- **Passage to read**
++++++++++

Question

You are investigating an elevator accident which happened in a tall building. An elevator in this building is attached to a strong cable which runs over a pulley attached to a steel support in the roof. The other end of the cable is attached to a block of metal called a counterweight which hangs freely. An electric motor on the side of the elevator drives the elevator up or down by exerting a force on the side of the elevator shaft. You suspect that when the elevator was fully loaded, there was too large a force on the motor . A fully loaded elevator at maximum capacity weighs 2400 lbs. The counterweight weighs 1000 lbs. The elevator always starts from rest at its maximum acceleration of g/4 whether it is going up or down.A. What force does the wall of the elevator shaft exert on the motor if the elevator starts from rest and goes up?B. What force does the wall of the elevator shaft exert on the motor if the elevator starts from rest and goes down?C. What should be the design limit for the replacement motor? Assume a 20% margin above the maximum load expected.

Answer 1

Answer:

a) F = 2250 Ib

b) F = 550 Ib

c) new max force ( F newmax ) = 2850 Ib

Explanation:

A) The force the wall of the elevator shaft exert on the motor if the elevator starts from rest and goes up

max capacity  of elevator = 24000 Ibs

counterweight = 1000 Ibs

To calculate the force (F) :

we first calculate the Tension using this relationship

Counterweight (1000) - T =  ( 1000 / g ) ( g/4 )

Hence T = 750 Ib

next determine F

750 + F - 2400 = 2400 / 4

hence F = 2250 Ib

B ) calculate Tension first

T - 1000 = ( 1000/g ) ( g/4)

T = 1250 Ib

F = 2400 -1250 - 2400/ 4

F = 550 Ib

C ) determine design limit

Max = 2400 * 1.2 = 2880 Ib

750 + new force - 2880 = 2880 / 4

new max force ( F newmax ) = 2850 Ib

++++++++++

- **Short problem 1**
Locate every line of the records that contains the string "bird", matching case exactly, and copy each such line.

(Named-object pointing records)
++++++++++

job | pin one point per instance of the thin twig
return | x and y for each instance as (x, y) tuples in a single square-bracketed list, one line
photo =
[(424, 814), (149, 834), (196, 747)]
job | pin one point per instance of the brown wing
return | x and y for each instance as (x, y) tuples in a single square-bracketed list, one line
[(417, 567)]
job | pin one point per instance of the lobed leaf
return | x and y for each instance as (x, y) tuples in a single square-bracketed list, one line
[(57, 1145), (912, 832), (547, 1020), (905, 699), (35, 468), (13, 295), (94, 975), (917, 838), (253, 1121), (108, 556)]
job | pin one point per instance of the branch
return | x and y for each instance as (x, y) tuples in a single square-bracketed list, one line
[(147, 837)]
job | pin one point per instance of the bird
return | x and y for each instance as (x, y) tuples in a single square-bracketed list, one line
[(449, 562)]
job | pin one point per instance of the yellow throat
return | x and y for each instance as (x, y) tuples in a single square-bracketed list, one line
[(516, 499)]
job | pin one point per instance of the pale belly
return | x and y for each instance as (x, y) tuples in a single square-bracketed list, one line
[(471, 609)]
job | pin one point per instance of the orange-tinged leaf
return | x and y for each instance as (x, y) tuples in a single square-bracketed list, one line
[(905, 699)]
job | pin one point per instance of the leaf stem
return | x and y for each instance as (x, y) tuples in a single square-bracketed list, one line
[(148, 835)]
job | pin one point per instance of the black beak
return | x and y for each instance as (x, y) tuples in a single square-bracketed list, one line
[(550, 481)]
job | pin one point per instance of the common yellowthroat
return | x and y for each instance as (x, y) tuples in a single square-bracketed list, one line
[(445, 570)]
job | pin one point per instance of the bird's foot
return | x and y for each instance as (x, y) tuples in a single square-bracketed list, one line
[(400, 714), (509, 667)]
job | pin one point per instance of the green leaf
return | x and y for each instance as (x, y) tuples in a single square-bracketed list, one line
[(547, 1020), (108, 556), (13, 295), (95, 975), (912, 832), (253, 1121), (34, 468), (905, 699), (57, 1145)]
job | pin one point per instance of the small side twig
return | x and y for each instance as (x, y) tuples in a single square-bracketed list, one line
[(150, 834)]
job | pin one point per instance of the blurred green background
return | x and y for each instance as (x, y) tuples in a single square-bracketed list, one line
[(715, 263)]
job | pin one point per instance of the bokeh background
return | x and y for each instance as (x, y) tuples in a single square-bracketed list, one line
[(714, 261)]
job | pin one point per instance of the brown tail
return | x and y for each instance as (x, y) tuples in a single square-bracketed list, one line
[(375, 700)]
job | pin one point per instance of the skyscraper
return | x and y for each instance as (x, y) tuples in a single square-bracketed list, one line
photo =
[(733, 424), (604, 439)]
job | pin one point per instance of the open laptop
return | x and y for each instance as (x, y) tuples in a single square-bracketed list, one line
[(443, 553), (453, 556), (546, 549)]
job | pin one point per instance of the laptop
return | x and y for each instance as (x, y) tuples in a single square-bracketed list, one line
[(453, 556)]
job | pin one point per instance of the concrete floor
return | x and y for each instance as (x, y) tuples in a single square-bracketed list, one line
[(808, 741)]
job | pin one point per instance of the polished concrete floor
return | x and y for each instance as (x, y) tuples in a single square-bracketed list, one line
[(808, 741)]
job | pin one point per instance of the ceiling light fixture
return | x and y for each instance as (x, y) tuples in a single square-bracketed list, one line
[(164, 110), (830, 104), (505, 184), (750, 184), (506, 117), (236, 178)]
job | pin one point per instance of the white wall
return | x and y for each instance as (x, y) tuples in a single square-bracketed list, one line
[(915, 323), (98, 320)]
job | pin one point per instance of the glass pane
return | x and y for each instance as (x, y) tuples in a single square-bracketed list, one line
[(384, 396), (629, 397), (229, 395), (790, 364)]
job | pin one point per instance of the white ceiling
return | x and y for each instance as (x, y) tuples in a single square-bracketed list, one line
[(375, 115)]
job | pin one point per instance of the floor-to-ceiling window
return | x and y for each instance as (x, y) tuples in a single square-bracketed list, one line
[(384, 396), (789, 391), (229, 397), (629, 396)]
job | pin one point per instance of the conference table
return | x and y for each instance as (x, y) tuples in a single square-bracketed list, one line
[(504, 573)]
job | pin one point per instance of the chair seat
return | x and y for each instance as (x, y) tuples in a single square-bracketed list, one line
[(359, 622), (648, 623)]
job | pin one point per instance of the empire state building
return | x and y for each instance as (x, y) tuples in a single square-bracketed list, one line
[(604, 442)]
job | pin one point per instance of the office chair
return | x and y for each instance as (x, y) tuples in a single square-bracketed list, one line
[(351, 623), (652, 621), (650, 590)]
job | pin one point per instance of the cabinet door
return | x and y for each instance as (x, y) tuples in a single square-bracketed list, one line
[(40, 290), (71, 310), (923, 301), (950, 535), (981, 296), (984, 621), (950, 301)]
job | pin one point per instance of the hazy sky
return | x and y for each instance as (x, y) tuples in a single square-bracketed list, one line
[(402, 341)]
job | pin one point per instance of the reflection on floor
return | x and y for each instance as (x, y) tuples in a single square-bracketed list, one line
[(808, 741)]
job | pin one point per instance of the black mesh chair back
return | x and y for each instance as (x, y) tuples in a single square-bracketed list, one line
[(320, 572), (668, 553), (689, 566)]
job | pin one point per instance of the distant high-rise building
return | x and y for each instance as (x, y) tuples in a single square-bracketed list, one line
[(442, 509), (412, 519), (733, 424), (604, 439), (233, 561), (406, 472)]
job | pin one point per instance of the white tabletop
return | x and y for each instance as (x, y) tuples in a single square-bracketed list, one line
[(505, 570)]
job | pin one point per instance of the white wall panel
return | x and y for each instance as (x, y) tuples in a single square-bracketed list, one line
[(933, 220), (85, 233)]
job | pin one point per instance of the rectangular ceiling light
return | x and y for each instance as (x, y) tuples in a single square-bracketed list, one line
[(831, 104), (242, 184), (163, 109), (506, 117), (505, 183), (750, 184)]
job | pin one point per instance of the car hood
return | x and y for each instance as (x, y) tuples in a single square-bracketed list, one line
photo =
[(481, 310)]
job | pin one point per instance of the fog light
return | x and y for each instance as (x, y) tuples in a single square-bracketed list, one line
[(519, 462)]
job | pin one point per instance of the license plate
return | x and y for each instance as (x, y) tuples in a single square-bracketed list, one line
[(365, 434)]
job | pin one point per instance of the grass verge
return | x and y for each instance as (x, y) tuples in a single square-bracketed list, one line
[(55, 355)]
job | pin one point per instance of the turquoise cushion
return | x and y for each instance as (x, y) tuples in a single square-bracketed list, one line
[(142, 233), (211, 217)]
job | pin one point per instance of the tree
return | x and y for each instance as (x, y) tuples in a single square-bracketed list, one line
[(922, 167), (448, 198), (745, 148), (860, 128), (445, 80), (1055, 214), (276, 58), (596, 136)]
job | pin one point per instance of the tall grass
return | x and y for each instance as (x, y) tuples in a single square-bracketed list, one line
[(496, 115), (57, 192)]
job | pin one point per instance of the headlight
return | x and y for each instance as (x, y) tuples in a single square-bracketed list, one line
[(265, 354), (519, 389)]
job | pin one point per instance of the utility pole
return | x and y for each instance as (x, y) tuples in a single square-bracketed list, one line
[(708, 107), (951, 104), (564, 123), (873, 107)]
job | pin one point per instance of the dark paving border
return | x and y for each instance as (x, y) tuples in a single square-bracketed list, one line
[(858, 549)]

++++++++++

- **Short problem 2**
According to the elevator problem, how much does the counterweight weigh?

- **Correct output 1**
job | pin one point per instance of the bird
job | pin one point per instance of the bird's foot

- **Correct output 2**
The counterweight weighs 1000 lbs.